WHAT YOU NEED TO DO |
Could you print every record below exactly as it appears?

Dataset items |

## begin

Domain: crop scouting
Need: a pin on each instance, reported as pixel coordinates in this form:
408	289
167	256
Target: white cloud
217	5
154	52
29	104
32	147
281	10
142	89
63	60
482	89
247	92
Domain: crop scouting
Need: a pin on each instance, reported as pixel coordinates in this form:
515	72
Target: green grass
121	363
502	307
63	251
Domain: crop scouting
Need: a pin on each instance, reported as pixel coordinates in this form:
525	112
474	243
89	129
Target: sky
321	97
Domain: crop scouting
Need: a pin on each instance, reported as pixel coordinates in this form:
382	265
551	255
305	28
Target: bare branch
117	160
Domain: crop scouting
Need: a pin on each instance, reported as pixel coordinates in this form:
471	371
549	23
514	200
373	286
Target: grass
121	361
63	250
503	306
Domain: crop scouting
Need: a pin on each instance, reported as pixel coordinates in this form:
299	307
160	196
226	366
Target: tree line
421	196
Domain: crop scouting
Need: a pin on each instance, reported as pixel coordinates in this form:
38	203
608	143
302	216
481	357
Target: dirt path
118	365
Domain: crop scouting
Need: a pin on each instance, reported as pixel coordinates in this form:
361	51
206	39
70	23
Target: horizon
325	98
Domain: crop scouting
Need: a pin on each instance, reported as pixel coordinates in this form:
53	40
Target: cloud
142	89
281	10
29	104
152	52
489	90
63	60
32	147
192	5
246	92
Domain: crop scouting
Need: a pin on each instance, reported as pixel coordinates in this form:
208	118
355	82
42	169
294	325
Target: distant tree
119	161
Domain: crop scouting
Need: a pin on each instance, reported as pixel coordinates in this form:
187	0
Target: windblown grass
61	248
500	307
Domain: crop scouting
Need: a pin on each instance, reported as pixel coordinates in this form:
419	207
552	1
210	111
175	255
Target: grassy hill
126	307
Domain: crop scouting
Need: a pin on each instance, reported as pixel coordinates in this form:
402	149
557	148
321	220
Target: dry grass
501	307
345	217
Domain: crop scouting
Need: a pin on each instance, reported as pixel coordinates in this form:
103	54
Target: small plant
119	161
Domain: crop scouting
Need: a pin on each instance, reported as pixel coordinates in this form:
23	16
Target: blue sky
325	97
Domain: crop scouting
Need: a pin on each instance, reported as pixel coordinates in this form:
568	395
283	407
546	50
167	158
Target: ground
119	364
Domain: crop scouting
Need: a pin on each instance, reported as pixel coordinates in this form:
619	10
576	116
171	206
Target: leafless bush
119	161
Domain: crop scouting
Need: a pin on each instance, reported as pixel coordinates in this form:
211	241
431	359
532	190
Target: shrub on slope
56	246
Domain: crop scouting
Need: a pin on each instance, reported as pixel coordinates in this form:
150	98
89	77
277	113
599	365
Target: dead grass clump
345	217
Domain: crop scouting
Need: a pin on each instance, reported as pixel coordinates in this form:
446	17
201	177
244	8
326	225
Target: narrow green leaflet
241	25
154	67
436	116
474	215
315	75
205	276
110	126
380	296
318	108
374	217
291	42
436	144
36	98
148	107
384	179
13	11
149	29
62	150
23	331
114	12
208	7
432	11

## end

SOLUTION FOR THIS PROBLEM |
Domain: crop scouting
Need: a pin on each instance, reported as pixel coordinates in this form:
408	289
167	256
Target: white cloud
217	5
154	52
29	104
32	147
281	10
142	89
63	60
482	89
247	92
Domain: crop scouting
Need: a pin on each instance, reported as pixel coordinates in this form:
515	72
Target: green grass
121	363
502	307
63	251
Domain: crop scouting
Need: a pin on each instance, reported as pixel coordinates in this form:
525	112
474	243
89	129
Target: sky
321	97
Domain: crop scouting
Need: a pin on each instance, reported as pixel coordinates in this form:
382	265
551	255
305	28
Target: bare branch
117	160
Domain: crop scouting
Need: a pin on each instance, reported as pixel coordinates in this form:
471	371
549	23
514	200
373	286
Target: grass
121	361
63	250
503	306
Domain: crop scouting
Need: a pin on each instance, reported as pixel coordinates in this form:
299	307
160	196
226	366
Target: tree line
421	196
Domain: crop scouting
Need: a pin on each instance, reported as pixel coordinates in this form:
38	203
608	143
302	216
481	357
Target: dirt path
118	365
Domain: crop scouting
Need: a pin on each instance, reported as pixel coordinates in this form:
361	51
206	39
70	23
Target: horizon
325	98
Domain: crop scouting
Need: a pin on each instance, reported as pixel coordinates in this form:
53	40
Target: cloud
142	89
281	10
29	104
152	52
489	90
63	60
32	147
192	5
246	92
Domain: crop scouting
Need: a pin on each instance, reported as pixel coordinates in this form:
208	118
355	82
42	169
294	325
Target: distant tree
119	161
Domain: crop scouting
Need: a pin on each instance, reported as pixel coordinates in this form:
187	0
Target: windblown grass
61	248
500	307
Domain: crop scouting
Need: a pin on each instance, reported as pixel coordinates in this form:
419	207
552	1
210	111
175	255
Target: grassy hill
126	307
Domain: crop scouting
Need: a pin on each instance, reported as pixel coordinates in this form:
402	149
557	148
321	220
Target: dry grass
501	307
345	217
Domain: crop scouting
Need: a pin on each instance, reported as pixel coordinates in this form:
103	54
Target: small plant
119	161
Domain: crop scouting
Need: a pin on each instance, reported as pixel coordinates in this form:
23	16
Target: blue sky
325	97
Domain: crop scouting
Need: a pin on each instance, reported as pixel coordinates in this form:
568	395
283	407
546	50
167	158
Target: ground
119	364
Domain: crop scouting
Need: a pin on each instance, reported as pixel coordinates in this form:
619	10
576	116
171	206
Target: leafless bush
119	161
Domain: crop scouting
Need: a pin on each instance, reported as pixel coordinates in this form:
211	241
431	359
532	190
Target: shrub on slope
56	246
Domain: crop scouting
Need: a pin on each instance, reported as pixel coordinates in this form:
150	98
89	77
277	113
599	365
Target: dead grass clump
345	217
Domain: crop scouting
Need: a pin on each instance, reported as pixel coordinates in this form:
446	17
201	177
244	8
326	225
Target: narrow green leaflet
241	25
154	67
436	116
474	215
315	75
205	276
110	126
380	296
318	108
374	217
291	42
436	144
36	98
148	107
384	179
13	11
149	29
62	150
23	331
114	12
208	7
432	11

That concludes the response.